Under the leadership of the royal house, homestead elders doubtless suffered some loss of control over youths in their own families. The Zulu King usurped a central role of homestead heads in the arrangement of marriages. [...] Shaka insisted that some homestead heads present their daughters to him as tribute; isolated in the isigodlo 3, a secluded quarter within the royal enclosure, these 'maidens' were for the king's own pleasure or presented as wives to prominent amantungwa patriarchs in return for bridewealth (Carton: 2000, 23).
 
Il matrimonio non era soltanto l'atto con cui un singolo uomo prendeva in moglie una donna, ma costituiva la tappa fondamentale che precedeva la costituzione di una nuova unità produttiva; l'intero sistema di produzione della società zulu si basava infatti sullo scambio wife-cattle 4 e vedeva proprio nel matrimonio la fonte primaria di tale acquisizione:
 
When a man married he also left his father homestead and established a new production community, served by tracts of arable grazing land, supported by its own cattle, and which was soon augmented by more wives and their offspring. Thus by controlling marriage in the kingdom through the military system the king in fact controlled the rate and the direction of the fundamental social process within the kingdom - those of production and reproduction. [...] in Zulu society, where marriage was linked with the creation of new production communities, the king's authority to hold back marriage gave him a significant degree of control over the rate at which production communities were formed and therefore over the intensity with which the environment was exploited (Guy: 1994, 11-12).
 
Il rapporto asimmetrico uomo-donna che vedeva nelle donne il perno della produzione, ma che conferiva loro solo parzialmente la gestione dei mezzi di produzione e del proprio potenziale riproduttivo, costituisce lo sfondo di tutta la prima parte della storia di vita di Paulina, Servant of Cetshwayo.
La richiesta da parte del clan Buthelezi a Sikhunyane Dlamini di concedere la propria figlia al re fu semplicemente un atto formale: "The Buthelezi clan has decided to request you to dedicate your daughter, Nomguqo, to the service of the crown prince. She is still of tender years but already comely and, as it is, also of royal descent" (Dlamini: 1986, 20). Nella sostanza infatti la decisione era già stata presa e la possibilità del rifiuto non era realmente contemplata.

* [Voci elencate]:
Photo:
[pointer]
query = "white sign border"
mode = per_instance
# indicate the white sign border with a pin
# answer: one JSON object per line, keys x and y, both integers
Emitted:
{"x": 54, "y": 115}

--

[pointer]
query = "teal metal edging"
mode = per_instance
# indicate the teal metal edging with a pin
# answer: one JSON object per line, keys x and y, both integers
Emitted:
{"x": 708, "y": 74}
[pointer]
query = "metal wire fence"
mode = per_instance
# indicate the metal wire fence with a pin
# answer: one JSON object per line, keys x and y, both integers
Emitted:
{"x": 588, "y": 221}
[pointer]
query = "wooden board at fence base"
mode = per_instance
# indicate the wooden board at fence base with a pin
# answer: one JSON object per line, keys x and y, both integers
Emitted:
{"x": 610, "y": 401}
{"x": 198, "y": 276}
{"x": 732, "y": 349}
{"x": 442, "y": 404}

* [Consegne dell'esercizio]:
A: Rispondi in base al testo sul matrimonio nella società zulu:
(i) Come si chiamava il quartiere appartato del recinto reale in cui venivano isolate le "maidens" presentate a Shaka?
(ii) Su quale scambio si basava l'intero sistema di produzione della società zulu?
(iii) Quale clan chiese a Sikhunyane Dlamini di dedicare la figlia al servizio del principe ereditario, e come si chiamava la figlia?
B: Scrivi il seguito del testo sul matrimonio nella società zulu, partendo subito dopo la sua ultima frase.

* [Le risposte]:
A:
(i) L'isigodlo.
(ii) Sullo scambio wife-cattle.
(iii) Il clan Buthelezi; la figlia si chiamava Nomguqo.

B:
Il trasferimento presso la reggia di Cetshwayo segnò per Paulina e per le altre giovani donne del clan Buthelezi il passaggio dalla fanciullezza all'età adulta. Se in un primo momento la piccola Paulina avverte l'idea del cambiamento come un fatto negativo; "I looked up in surprise. My heart began to pound, I could hardly breathe. I stammered: 'Father, I..., I must go to the crown prince? I am still a child. Father, what does this mean?" (Dlamini: 1986, 21), in un secondo tempo sembra prevalere in lei la consapevolezza dell'importanza del ruolo che le è stato assegnato: "soon after however, a surprising readiness to reassess came over me: I am no longer just a child. I am deemed fit and worthy to become a member of the king's court, to be presented to his isigodlo" (Dlamini: 1986, 22). Il culmine di questa evoluzione si percepisce nel momento in cui Paulina, avvertendo l'invidia delle altre ragazze del clan, mostra apertamente la natura di questa consapevolezza rafforzata dal riconoscimento della superiorità del suo status sociale. Tramite questo rapido conformarsi alla volontà paterna e di clan si deduce non solo che Paulina fosse stata allevata ed educata all'obbedienza, ma anche il fatto che il nuovo stile di vita alla reggia non avrebbe alterato nella sostanza la routine cui era abituata: "our duties were to plant and to harvest, to fetch water and firewood and perform all household tasks" (Dlamini: 1986, 24).
La sostituzione della figura paterna con quella del re sembra avere un potere rasserenante nei confronti delle ansie di Paulina:
 
No longer would I kneel at my father's hearth to kindle the fire, no longer would I bring light to his hut in the evenings by setting alight and holding stalks of grass in innumerable succession; [...] no longer be of service to my father; in future I should have to kneel before the king (Dlamini: 1986, 22).
 
Nonostante rimanga la certezza del carattere definitivo della scelta del padre, stupisce la calma con la quale questa piccola donna di quattordici anni si appresta ad affrontare il mondo dell'isi-godlo verso il quale le aspettative risultano essere tutt'altro che positive:
 
this was a good bye which according to human reckoning, would be forever. Any girl or young woman who was taken into the isigodlo lost her freedom forever; there was no escape, for the isigodlo women were at all times strictly supervised and guarded (Dlamini: 1986, 23-24).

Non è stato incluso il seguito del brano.